* Recorded information
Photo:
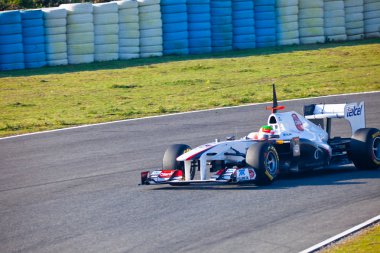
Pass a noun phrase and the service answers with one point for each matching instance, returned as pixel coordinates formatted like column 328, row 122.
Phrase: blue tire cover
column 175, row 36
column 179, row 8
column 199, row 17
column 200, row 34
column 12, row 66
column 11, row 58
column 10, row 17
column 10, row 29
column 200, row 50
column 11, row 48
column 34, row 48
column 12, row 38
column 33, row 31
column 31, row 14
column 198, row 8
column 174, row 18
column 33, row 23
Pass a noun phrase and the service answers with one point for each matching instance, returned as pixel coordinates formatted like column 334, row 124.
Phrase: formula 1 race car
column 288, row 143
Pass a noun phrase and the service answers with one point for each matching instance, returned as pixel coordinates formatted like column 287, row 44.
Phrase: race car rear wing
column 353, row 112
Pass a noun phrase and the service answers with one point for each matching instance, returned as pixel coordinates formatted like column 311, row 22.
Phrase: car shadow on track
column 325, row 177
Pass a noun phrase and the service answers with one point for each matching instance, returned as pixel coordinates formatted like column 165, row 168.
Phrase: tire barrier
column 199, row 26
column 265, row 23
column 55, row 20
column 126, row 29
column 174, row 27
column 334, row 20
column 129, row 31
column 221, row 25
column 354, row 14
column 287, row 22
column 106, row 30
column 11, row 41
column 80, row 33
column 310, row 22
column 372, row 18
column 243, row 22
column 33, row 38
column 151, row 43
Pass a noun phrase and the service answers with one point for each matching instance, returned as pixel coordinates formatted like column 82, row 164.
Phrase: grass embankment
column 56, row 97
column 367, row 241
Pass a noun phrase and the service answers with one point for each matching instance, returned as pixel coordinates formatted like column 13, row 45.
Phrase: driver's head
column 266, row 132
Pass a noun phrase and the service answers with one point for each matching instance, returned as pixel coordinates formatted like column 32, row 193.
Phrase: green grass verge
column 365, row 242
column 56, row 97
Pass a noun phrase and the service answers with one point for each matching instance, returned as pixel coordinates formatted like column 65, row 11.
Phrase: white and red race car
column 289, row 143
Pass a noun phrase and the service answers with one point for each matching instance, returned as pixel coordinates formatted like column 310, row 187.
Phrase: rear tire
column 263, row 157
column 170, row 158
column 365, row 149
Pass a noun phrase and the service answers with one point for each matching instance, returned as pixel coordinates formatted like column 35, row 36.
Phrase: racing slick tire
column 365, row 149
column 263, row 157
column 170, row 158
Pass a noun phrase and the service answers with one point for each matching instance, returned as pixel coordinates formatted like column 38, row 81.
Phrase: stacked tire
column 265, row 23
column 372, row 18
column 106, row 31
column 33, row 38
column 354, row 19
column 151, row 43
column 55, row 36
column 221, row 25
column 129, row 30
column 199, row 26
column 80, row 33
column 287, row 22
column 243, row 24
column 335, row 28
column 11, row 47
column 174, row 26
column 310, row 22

* Work instruction
All lines from the one containing "Phrase: rear tire" to the end of the records, both ends included, should be printed exactly and on their own.

* Reply to the task
Phrase: rear tire
column 263, row 157
column 170, row 158
column 365, row 149
Pass a noun phrase and the service answers with one point for each matching instance, returned as pixel coordinates formatted like column 35, row 36.
Phrase: racing slick tire
column 365, row 149
column 263, row 157
column 170, row 158
Pass a noun phrase and the service answers with one point for each matching instance, returned as pixel coordinates formatted like column 38, row 81.
Phrase: stacked tire
column 265, row 23
column 372, row 18
column 106, row 31
column 33, row 38
column 354, row 19
column 151, row 43
column 55, row 36
column 221, row 25
column 129, row 30
column 199, row 26
column 80, row 33
column 287, row 22
column 243, row 24
column 335, row 28
column 11, row 47
column 174, row 26
column 310, row 22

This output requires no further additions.